→ Items listed in a dataset:
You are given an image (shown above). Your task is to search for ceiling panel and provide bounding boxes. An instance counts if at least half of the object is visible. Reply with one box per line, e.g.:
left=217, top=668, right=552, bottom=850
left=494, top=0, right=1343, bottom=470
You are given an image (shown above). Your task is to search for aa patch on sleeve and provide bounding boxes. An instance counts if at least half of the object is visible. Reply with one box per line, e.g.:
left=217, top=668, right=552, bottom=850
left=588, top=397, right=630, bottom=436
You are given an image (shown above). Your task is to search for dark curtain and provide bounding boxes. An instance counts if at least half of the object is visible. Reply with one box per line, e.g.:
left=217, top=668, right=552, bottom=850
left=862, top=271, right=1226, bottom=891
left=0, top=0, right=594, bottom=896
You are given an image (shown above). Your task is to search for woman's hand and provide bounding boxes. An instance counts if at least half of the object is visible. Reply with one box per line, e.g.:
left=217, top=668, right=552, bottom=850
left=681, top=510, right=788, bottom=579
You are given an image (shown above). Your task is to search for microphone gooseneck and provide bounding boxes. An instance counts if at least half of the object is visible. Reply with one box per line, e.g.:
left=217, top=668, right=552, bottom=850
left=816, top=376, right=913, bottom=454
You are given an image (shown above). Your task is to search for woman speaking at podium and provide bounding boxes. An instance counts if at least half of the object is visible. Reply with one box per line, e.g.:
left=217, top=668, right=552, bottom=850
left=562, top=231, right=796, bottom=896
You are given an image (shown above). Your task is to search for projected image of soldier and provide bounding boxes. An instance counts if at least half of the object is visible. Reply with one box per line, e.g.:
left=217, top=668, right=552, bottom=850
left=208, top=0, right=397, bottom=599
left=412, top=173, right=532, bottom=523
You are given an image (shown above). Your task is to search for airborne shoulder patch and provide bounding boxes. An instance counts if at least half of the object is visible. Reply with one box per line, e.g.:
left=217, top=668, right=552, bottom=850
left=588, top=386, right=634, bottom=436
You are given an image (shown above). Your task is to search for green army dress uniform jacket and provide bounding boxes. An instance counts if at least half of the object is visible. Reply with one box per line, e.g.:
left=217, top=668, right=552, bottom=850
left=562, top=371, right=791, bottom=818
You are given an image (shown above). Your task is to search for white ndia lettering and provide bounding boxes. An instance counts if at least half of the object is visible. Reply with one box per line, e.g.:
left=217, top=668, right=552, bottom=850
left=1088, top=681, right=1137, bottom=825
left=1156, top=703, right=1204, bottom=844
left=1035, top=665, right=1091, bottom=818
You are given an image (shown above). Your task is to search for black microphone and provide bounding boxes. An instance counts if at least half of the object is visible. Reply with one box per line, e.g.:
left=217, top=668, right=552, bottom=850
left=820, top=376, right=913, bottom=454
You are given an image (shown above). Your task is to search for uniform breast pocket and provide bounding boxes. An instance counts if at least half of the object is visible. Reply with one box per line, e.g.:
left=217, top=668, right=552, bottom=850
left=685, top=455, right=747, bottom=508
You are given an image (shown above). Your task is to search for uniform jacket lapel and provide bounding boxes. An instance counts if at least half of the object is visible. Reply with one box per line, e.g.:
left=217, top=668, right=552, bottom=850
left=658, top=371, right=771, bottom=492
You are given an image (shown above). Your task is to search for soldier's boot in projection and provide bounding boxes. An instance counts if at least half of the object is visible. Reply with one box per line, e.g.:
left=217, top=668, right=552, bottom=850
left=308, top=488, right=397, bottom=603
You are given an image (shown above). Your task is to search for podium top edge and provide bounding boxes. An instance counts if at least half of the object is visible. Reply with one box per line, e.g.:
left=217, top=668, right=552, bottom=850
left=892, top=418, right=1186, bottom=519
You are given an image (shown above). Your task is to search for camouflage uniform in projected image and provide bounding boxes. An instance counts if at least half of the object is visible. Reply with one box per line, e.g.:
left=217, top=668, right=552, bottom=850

→ What you are asked to do:
In the listing from its first line up to and including the line with "left=494, top=0, right=1343, bottom=470", rename "ceiling panel" to "overhead light". Give back only those lines, with nothing else changed.

→ Solution for this exercise:
You are given an image (shown above). Your task is to search for overhead light and provide bounding boxes. An instance counts if at least half of the object is visible. Reply with one box per line, e.g.:
left=217, top=668, right=552, bottom=850
left=494, top=0, right=1343, bottom=470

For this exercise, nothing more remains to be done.